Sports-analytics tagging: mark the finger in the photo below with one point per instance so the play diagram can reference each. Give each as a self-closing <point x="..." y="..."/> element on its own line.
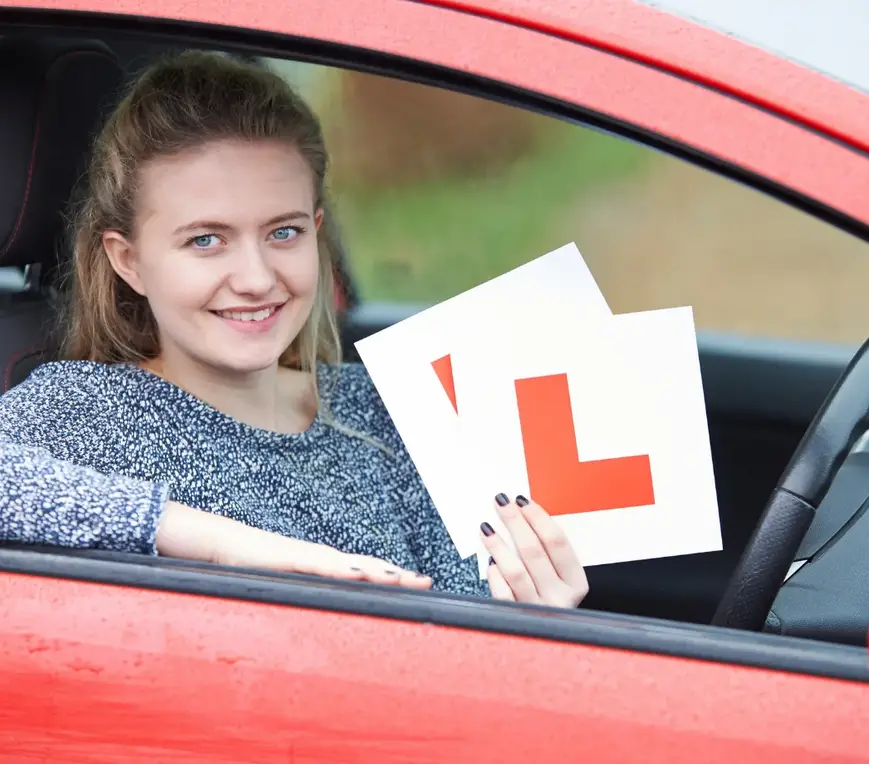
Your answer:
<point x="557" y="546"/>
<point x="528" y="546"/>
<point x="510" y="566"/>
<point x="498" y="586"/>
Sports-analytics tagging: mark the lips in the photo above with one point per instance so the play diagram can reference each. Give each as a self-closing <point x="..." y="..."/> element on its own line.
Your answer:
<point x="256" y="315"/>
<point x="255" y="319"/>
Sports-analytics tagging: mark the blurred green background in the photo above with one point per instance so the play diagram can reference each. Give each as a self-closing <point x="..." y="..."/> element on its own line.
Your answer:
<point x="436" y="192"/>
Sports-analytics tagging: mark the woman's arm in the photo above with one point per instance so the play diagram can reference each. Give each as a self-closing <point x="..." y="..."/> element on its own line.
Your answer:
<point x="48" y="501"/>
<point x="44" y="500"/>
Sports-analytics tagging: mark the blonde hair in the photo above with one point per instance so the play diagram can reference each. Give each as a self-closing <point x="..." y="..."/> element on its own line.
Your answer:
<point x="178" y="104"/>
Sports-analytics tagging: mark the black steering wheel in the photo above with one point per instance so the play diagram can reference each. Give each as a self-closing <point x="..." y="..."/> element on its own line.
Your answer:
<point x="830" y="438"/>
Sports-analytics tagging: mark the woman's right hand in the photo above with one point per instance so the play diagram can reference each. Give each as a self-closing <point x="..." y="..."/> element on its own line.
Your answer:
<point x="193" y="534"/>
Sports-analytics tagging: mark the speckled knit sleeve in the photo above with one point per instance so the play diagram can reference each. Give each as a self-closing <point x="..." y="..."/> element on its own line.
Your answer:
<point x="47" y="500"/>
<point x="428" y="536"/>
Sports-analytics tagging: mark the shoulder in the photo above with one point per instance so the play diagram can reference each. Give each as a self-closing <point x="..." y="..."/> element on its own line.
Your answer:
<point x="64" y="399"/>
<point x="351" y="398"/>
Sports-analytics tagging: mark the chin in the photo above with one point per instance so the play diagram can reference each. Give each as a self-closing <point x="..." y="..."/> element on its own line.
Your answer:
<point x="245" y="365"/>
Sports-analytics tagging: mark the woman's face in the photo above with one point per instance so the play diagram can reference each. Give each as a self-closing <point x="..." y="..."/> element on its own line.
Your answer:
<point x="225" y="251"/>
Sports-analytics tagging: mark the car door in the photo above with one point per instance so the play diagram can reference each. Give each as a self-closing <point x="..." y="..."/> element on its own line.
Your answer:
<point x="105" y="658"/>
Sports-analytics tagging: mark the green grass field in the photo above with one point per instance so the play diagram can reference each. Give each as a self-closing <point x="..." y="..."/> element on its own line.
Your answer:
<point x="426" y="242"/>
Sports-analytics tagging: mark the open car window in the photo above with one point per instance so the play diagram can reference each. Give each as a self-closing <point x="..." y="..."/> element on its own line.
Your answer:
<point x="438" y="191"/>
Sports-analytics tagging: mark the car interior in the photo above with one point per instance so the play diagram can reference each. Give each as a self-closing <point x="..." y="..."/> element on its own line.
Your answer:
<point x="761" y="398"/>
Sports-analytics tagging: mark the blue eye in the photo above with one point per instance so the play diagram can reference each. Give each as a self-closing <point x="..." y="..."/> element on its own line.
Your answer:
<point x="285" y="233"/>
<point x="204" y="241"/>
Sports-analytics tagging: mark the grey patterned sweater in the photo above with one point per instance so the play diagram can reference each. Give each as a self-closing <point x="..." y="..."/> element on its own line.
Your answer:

━━━━━━━━

Set exercise
Format all the entries above as a numbered list with one line per item, skipping blank lines. Leave the pictures out.

Result below
1. Sports-analytics tagging: mark the finger in the photo below with one point per instance so the play diagram can reference each. Give each as a self-closing <point x="..." y="..."/> element on its own line.
2. Your answer:
3. <point x="557" y="546"/>
4. <point x="528" y="546"/>
5. <point x="510" y="566"/>
6. <point x="498" y="586"/>
7. Sports-analytics tagging: mark the lips in the photo above with one point per instance so the play diagram can reference each. Give each as a self-closing <point x="..." y="..."/> element on its own line.
8. Your answer:
9. <point x="256" y="315"/>
10. <point x="255" y="319"/>
11. Sports-analytics tagging: mark the blurred green background in the photo above with one point per instance so the play diagram can reference each. Give each as a self-closing <point x="..." y="..."/> element on its own line.
12. Your answer:
13. <point x="436" y="192"/>
14. Sports-analytics tagging: mark the woman's arm in the photo above with one point per instance so the play diagram can reference each. Give each as a self-closing <point x="..." y="..."/> element on its own line.
15. Your answer:
16. <point x="48" y="501"/>
17. <point x="44" y="500"/>
18. Sports-analytics tagging: mark the blonde hair in the photo above with one point per instance so the play diagram can reference each. Give each as a self-closing <point x="..." y="..."/> element on its own line.
19. Your answer:
20. <point x="178" y="104"/>
21. Sports-analytics tagging: mark the black steering wheel in the photo above with one point per instance so the play diagram can reference each. Give each as a self-closing <point x="..." y="..."/> element on its own line.
22. Your answer:
23. <point x="830" y="438"/>
24. Sports-analytics tagging: mark the woman's right hand in the photo above with one point per instance so the play diagram can reference each. Give each as a self-closing <point x="..." y="..."/> element on its own line.
25. Your answer:
26. <point x="193" y="534"/>
27. Sports-analytics tagging: mark the speckled knit sleeve in the photo above with one point per instance so the play diagram can reference each. Give each as a self-closing <point x="..." y="..."/> element on its own line.
28. Your answer:
29. <point x="47" y="500"/>
30. <point x="428" y="536"/>
31. Sports-analytics tagging: mark the shoulder in the photo above with one point per instance so the play diagram can reference each. Give each as a self-closing <point x="..." y="..."/> element on its own line.
32. Your answer:
33. <point x="64" y="399"/>
34. <point x="351" y="398"/>
35. Sports-analytics tagging: mark the chin in the photo above with one point per instance so the play diagram can reference each. Give each as a self-closing <point x="..." y="..."/> element on its own line.
36. Your answer:
37. <point x="245" y="365"/>
38. Sports-analytics tagging: mark the woman's face in the photo above with one point per instance so the play diagram can reference each. Give each as a self-closing <point x="..." y="..."/> element on its own line.
39. Your answer:
40. <point x="225" y="251"/>
41. Sports-analytics tagging: mark the car door in the photo above with one point per instance so the play diagram can reference each. Give each as a self-closing <point x="..." y="..."/> element on its own line.
42. Your answer:
43. <point x="105" y="658"/>
44. Sports-analytics tagging: mark the green grass field in the photo above with one point per instance so the play diagram can reference each. Give each as a self-closing <point x="..." y="..."/> element on its own line.
45. Your answer:
46. <point x="426" y="242"/>
47. Sports-analytics tagging: mark the open car window in the photo above with one point per instance so the play diagram can reference each. Give each as a self-closing <point x="..." y="..."/> element on its own line.
48. Your answer:
49. <point x="438" y="191"/>
50. Sports-analytics tagging: mark the car interior in the photo above with one point per instance so the play diagram can reference each. Give each as a self-closing <point x="..." y="..."/> element on its own line.
51. Your answer:
52. <point x="761" y="398"/>
53. Sports-analytics tagging: mark the blue eye in the photo above with one point per instance so the play diagram can reference each. Give each as a self-closing <point x="..." y="..."/> element on its own line.
54. Your answer:
55. <point x="285" y="233"/>
56. <point x="204" y="241"/>
57. Sports-analytics tagging: mark the grey patterned sweater in the photo above with one point per instance so the play diagram can reference each. Give each as a self-closing <point x="..." y="..."/> element on its own line.
58. Your answer:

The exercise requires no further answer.